[start RECORDS PROVIDED]
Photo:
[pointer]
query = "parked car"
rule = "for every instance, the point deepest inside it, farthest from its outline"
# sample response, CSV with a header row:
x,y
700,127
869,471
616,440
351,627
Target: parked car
[end RECORDS PROVIDED]
Turn the records above into a Markdown table with the columns Row and Line, numbering each line in the Row column and leaving out blank lines.

EXERCISE OUTPUT:
| Row | Line |
|---|---|
| 1 | Photo: |
| 2 | [pointer] |
| 3 | query = "parked car" |
| 4 | rule = "for every instance, the point deepest inside it, farthest from its outline" |
| 5 | # sample response, CSV with a header row: |
| 6 | x,y |
| 7 | 700,127 |
| 8 | 869,471 |
| 9 | 616,440 |
| 10 | 351,627 |
| 11 | Target: parked car |